ENTRIES PROVIDED:
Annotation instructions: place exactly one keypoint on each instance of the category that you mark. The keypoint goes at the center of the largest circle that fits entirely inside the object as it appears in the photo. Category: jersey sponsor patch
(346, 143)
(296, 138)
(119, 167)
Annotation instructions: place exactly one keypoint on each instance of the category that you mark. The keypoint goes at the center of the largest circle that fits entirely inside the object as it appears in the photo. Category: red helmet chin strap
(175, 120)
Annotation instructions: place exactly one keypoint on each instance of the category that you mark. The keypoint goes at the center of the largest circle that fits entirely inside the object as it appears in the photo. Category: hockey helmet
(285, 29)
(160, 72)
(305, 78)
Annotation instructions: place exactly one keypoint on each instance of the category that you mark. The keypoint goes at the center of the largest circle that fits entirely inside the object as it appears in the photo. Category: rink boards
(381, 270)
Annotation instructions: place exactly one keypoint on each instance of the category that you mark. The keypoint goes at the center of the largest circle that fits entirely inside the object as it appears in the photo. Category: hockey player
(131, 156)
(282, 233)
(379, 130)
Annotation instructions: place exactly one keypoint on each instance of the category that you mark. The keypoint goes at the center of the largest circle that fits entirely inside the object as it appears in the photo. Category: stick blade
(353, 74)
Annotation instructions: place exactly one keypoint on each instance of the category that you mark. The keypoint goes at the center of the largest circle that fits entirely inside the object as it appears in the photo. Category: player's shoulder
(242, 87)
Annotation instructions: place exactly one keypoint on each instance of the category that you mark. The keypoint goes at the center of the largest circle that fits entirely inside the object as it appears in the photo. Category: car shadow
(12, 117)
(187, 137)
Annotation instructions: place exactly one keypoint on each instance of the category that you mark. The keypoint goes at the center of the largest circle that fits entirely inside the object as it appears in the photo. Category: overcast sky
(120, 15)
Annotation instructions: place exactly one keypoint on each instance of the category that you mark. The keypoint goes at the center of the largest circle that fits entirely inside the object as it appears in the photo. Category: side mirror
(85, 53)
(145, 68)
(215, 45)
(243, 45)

EXERCISE: Convert every line of the rows above into a Markdown table with two columns, No. and Line. Number each line in order and leave out blank lines.

EXERCISE SOLUTION:
| No. | Line |
|---|---|
| 1 | Annotation instructions: place exactly one keypoint on each instance of the category that you mark. The keypoint goes at the center of the largest circle that fits entirely inside the object as it appears in the photo. Category: jersey sponsor patch |
| 2 | (346, 143) |
| 3 | (296, 138) |
| 4 | (119, 167) |
| 5 | Annotation instructions: place exactly one keypoint on each instance of the category that you mark. The keypoint goes at the center of the largest circle that fits entirely inside the object as it appears in the photo. Category: red helmet chin strap |
| 6 | (175, 120) |
| 7 | Annotation instructions: place exactly one keypoint on each instance of the category that you mark. The keypoint goes at the center of the largest circle that fits entirely inside the object as it appears in the photo. Category: hockey helmet |
| 8 | (285, 29) |
| 9 | (160, 72) |
| 10 | (305, 78) |
| 11 | Annotation instructions: place exactly one keypoint on each instance of the category that you mark. The keypoint goes at the center of the largest circle that fits entirely inside the object as it appears in the photo. Category: rink boards |
| 12 | (381, 270) |
| 13 | Annotation instructions: place exactly one keypoint on each instance of the category that you mark. The keypoint goes at the center of the largest circle that fits entirely inside the object as it appears in the photo. Category: hockey player |
| 14 | (131, 156) |
| 15 | (282, 233) |
| 16 | (379, 130) |
| 17 | Annotation instructions: place exactly one keypoint on each instance of the category that you mark. The keypoint goes at the center of the largest circle that fits entirely inside the object as it appears in the photo. Category: stick blade |
| 18 | (353, 74) |
| 19 | Annotation instructions: place exactly one keypoint on each instance of the category that you mark. The keypoint goes at the center of the largest circle that fits entirely inside the object as it appears in the photo. Category: player's shoulder |
| 20 | (242, 87) |
| 21 | Annotation instructions: place exactly one keypoint on each instance of the category that you mark. The keypoint goes at the center of the largest circle that fits entirely inside the object as it appears in the photo. Category: car shadow |
| 22 | (12, 117) |
| 23 | (187, 137) |
| 24 | Annotation instructions: place exactly one keypoint on each instance of the category that you mark. The keypoint goes at the center of the largest circle that fits entirely inside the object as it appears in the photo. Category: overcast sky |
| 25 | (120, 15) |
| 26 | Annotation instructions: place exactly one keypoint on each instance of the category that you mark. The keypoint goes at the center of the largest circle that fits entirely inside the object as it appears in the photo. Category: side mirror |
| 27 | (85, 53) |
| 28 | (145, 68) |
| 29 | (215, 45) |
| 30 | (243, 45) |